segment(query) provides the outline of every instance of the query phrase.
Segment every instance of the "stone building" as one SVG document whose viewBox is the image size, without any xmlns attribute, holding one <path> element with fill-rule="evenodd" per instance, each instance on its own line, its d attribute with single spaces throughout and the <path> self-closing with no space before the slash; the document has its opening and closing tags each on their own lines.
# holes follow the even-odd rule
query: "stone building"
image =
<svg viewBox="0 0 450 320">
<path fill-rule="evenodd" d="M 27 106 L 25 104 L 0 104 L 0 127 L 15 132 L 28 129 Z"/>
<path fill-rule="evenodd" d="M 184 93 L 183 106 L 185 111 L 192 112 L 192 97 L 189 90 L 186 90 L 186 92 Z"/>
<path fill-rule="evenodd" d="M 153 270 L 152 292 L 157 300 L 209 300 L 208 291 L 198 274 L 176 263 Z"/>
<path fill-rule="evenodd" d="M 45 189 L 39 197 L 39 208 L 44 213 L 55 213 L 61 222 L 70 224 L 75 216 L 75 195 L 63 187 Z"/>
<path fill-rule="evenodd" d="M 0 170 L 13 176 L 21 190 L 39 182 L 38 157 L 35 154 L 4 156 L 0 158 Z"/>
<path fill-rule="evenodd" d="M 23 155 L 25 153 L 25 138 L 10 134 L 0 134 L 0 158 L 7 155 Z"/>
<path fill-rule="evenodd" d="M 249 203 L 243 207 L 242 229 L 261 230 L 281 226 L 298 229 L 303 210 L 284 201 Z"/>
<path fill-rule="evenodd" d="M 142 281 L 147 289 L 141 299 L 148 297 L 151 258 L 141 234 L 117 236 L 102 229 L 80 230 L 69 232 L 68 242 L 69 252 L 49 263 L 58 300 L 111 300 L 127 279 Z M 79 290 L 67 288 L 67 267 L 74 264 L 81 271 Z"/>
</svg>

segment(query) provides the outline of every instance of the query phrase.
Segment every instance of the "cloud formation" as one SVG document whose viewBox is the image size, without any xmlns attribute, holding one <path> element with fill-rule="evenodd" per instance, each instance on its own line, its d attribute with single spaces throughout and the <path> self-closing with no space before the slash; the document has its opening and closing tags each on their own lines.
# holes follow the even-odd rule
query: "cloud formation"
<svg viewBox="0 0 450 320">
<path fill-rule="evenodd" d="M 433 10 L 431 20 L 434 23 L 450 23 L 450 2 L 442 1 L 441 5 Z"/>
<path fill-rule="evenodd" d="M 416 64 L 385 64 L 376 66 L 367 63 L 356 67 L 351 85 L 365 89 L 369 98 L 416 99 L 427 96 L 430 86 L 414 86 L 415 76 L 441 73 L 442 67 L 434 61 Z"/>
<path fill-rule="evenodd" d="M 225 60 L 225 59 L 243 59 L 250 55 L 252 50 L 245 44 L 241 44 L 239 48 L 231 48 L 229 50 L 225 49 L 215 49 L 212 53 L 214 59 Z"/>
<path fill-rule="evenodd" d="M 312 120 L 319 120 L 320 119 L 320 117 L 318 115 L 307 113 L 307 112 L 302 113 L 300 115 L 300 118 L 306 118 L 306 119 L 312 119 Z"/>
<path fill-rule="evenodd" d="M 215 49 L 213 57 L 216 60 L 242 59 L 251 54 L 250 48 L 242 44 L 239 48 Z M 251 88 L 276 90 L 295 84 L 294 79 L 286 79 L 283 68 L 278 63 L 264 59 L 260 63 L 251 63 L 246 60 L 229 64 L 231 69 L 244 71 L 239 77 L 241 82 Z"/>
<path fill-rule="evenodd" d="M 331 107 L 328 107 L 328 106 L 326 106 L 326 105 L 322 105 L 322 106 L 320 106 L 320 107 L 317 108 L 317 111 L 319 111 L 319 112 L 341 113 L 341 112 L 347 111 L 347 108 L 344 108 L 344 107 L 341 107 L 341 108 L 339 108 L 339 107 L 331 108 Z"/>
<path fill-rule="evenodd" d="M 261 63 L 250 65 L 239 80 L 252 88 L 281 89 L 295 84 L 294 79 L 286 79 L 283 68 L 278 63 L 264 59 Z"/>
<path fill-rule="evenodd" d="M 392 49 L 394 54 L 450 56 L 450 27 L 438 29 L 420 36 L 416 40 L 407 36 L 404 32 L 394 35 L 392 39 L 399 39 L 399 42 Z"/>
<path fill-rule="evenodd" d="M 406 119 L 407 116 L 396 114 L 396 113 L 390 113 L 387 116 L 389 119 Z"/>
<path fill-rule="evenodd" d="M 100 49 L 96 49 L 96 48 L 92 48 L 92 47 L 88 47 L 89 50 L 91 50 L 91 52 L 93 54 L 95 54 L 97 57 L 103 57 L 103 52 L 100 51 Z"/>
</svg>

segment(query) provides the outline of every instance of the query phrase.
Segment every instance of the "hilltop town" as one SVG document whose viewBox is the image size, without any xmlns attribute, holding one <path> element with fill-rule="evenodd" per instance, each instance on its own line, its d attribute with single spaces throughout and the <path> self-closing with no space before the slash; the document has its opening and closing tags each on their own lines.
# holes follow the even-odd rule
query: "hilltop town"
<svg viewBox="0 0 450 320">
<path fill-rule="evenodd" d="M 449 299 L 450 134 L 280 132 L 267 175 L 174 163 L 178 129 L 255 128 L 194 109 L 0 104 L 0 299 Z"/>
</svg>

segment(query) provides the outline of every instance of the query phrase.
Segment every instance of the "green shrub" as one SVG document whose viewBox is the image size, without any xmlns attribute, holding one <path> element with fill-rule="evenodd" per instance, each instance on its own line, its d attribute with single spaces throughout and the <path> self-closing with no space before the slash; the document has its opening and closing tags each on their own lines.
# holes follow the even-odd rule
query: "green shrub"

Directions → Every record must be output again with its wording unchanged.

Reply to the task →
segment(query) provides the outline of every instance of the query phrase.
Segment every instance of the "stone building" as one SVG document whose viewBox is the image size, without any xmlns attribute, holding one <path> element with fill-rule="evenodd" per instance, each instance on its own line, its d attribute with single spaces throughout and the <path> self-closing with no space before the slash; the document has its opening and closing tags each on their own lines.
# holes follow the even-odd rule
query: "stone building"
image =
<svg viewBox="0 0 450 320">
<path fill-rule="evenodd" d="M 27 106 L 25 104 L 0 104 L 0 127 L 15 132 L 28 129 Z"/>
<path fill-rule="evenodd" d="M 184 93 L 183 106 L 185 111 L 192 112 L 192 97 L 189 90 L 186 90 L 186 92 Z"/>
<path fill-rule="evenodd" d="M 153 270 L 152 292 L 157 300 L 209 300 L 208 291 L 198 274 L 176 263 Z"/>
<path fill-rule="evenodd" d="M 45 189 L 39 197 L 39 208 L 44 213 L 55 213 L 61 222 L 70 224 L 75 216 L 75 195 L 63 187 Z"/>
<path fill-rule="evenodd" d="M 0 170 L 13 176 L 21 190 L 39 182 L 38 157 L 35 154 L 4 156 L 0 158 Z"/>
<path fill-rule="evenodd" d="M 23 155 L 25 153 L 25 138 L 10 134 L 0 134 L 0 158 L 7 155 Z"/>
<path fill-rule="evenodd" d="M 249 203 L 243 207 L 242 229 L 261 230 L 281 226 L 298 229 L 303 210 L 284 201 Z"/>
<path fill-rule="evenodd" d="M 142 281 L 147 289 L 141 299 L 148 297 L 151 258 L 141 234 L 117 236 L 102 229 L 80 230 L 69 232 L 68 242 L 69 252 L 49 263 L 58 300 L 111 300 L 127 279 Z M 79 290 L 67 288 L 67 267 L 74 264 L 81 271 Z"/>
</svg>

segment(query) provides the outline of every instance of the query phrase.
Segment every instance of the "cloud formation" as one SVG document whose viewBox is the image size, without any xmlns attribute, holding one <path> element with fill-rule="evenodd" per instance, each instance on its own line, its d attribute with single spaces throughout and the <path> self-closing with no space before the slash; the document has its opening and closing tags each on their own lines.
# holes follow the even-odd rule
query: "cloud formation"
<svg viewBox="0 0 450 320">
<path fill-rule="evenodd" d="M 433 10 L 431 20 L 434 23 L 450 23 L 450 2 L 442 1 L 441 5 Z"/>
<path fill-rule="evenodd" d="M 416 64 L 385 64 L 376 66 L 367 63 L 356 67 L 351 85 L 365 89 L 369 98 L 416 99 L 427 96 L 430 86 L 414 86 L 415 76 L 441 73 L 442 67 L 434 61 Z"/>
<path fill-rule="evenodd" d="M 225 60 L 225 59 L 243 59 L 250 55 L 252 50 L 245 44 L 241 44 L 239 48 L 231 48 L 229 50 L 225 49 L 215 49 L 212 53 L 214 59 Z"/>
<path fill-rule="evenodd" d="M 312 120 L 319 120 L 320 119 L 320 117 L 318 115 L 307 113 L 307 112 L 302 113 L 300 115 L 300 118 L 306 118 L 306 119 L 312 119 Z"/>
<path fill-rule="evenodd" d="M 215 49 L 213 57 L 216 60 L 242 59 L 251 54 L 250 48 L 242 44 L 239 48 Z M 251 88 L 276 90 L 295 84 L 294 79 L 286 79 L 283 68 L 278 63 L 264 59 L 260 63 L 251 63 L 246 60 L 229 64 L 231 69 L 244 71 L 239 77 L 241 82 Z"/>
<path fill-rule="evenodd" d="M 331 107 L 328 107 L 328 106 L 326 106 L 326 105 L 322 105 L 322 106 L 320 106 L 320 107 L 317 108 L 317 111 L 319 111 L 319 112 L 341 113 L 341 112 L 347 111 L 347 108 L 344 108 L 344 107 L 341 107 L 341 108 L 339 108 L 339 107 L 331 108 Z"/>
<path fill-rule="evenodd" d="M 261 63 L 250 65 L 239 80 L 252 88 L 281 89 L 295 84 L 294 79 L 286 79 L 283 68 L 278 63 L 264 59 Z"/>
<path fill-rule="evenodd" d="M 392 49 L 394 54 L 450 56 L 450 27 L 438 29 L 420 36 L 416 40 L 407 36 L 404 32 L 394 35 L 392 39 L 399 39 L 399 42 Z"/>
<path fill-rule="evenodd" d="M 406 119 L 407 116 L 396 114 L 396 113 L 390 113 L 387 116 L 389 119 Z"/>
<path fill-rule="evenodd" d="M 100 49 L 96 49 L 96 48 L 92 48 L 92 47 L 88 47 L 89 50 L 91 50 L 91 52 L 93 54 L 95 54 L 97 57 L 103 57 L 103 52 L 100 51 Z"/>
</svg>

segment(query) provides the outline of every instance of the query phrase.
Segment every instance of the "hilltop town" as one SVG document whose viewBox is the image size, without any xmlns attribute, holding one <path> element with fill-rule="evenodd" per instance, each instance on its own line, its d attribute with single spaces throughout and the <path> self-closing with no space before the slash; the document has its opening and closing tags each on their own lines.
# holes follow the even-odd rule
query: "hilltop town"
<svg viewBox="0 0 450 320">
<path fill-rule="evenodd" d="M 449 299 L 450 134 L 280 132 L 267 175 L 174 163 L 178 129 L 255 128 L 194 109 L 0 104 L 0 299 Z"/>
</svg>

segment(query) provides the outline of every instance of the query phrase.
Segment every instance of the "green shrub" as one SVG document whose viewBox is the image size, without any xmlns attribute, holding one <path> element with fill-rule="evenodd" per instance, each instance on its own line, its d attribute with single spaces throughout and the <path> self-closing with no space before the slash; the document has its opening and closing tags each on their own lines.
# holes follow the even-odd rule
query: "green shrub"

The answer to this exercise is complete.